*TRY IT*.
In the records below, tally the lines that contain the word "light" and give only that number.

[[ DATA FOR PROCESSING, beginning ]]

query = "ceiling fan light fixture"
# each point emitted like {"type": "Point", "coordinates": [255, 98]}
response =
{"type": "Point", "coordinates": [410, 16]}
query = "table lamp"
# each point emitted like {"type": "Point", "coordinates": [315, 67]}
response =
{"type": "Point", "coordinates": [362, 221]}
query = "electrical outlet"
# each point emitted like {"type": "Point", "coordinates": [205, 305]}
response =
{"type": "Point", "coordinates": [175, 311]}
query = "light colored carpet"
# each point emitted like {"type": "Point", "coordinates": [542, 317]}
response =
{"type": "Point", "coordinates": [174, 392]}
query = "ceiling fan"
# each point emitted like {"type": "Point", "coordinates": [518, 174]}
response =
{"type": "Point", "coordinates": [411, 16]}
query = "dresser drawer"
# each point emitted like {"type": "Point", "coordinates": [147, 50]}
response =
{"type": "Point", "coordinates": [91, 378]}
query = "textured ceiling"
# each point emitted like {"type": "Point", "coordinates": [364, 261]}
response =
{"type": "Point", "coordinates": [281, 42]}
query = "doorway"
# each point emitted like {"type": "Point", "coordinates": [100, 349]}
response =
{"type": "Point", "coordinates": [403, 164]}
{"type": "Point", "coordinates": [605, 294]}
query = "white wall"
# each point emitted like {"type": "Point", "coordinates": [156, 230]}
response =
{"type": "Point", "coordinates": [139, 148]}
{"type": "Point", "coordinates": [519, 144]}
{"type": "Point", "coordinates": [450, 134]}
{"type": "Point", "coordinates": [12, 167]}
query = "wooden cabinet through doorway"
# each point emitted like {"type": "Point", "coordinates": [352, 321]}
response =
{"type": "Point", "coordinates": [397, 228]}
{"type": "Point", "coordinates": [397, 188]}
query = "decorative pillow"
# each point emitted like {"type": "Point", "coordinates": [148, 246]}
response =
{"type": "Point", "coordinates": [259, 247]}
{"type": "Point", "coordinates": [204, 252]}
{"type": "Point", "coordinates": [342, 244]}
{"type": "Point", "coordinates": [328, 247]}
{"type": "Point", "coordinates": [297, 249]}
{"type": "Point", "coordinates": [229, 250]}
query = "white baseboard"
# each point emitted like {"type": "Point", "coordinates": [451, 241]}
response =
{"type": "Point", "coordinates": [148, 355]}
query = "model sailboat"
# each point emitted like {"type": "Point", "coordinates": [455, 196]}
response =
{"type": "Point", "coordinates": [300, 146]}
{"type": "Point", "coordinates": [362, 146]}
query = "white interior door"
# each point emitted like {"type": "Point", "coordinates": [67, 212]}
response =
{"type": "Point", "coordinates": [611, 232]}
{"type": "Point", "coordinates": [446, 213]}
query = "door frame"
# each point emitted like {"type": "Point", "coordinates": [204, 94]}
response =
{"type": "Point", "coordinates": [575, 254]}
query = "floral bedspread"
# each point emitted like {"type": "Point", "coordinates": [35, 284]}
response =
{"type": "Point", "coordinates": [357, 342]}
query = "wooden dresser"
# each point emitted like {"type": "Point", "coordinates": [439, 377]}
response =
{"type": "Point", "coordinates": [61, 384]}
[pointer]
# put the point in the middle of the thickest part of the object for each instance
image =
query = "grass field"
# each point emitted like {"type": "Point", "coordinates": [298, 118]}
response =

[[ DATA FOR PROCESSING, end ]]

*TASK SOLUTION*.
2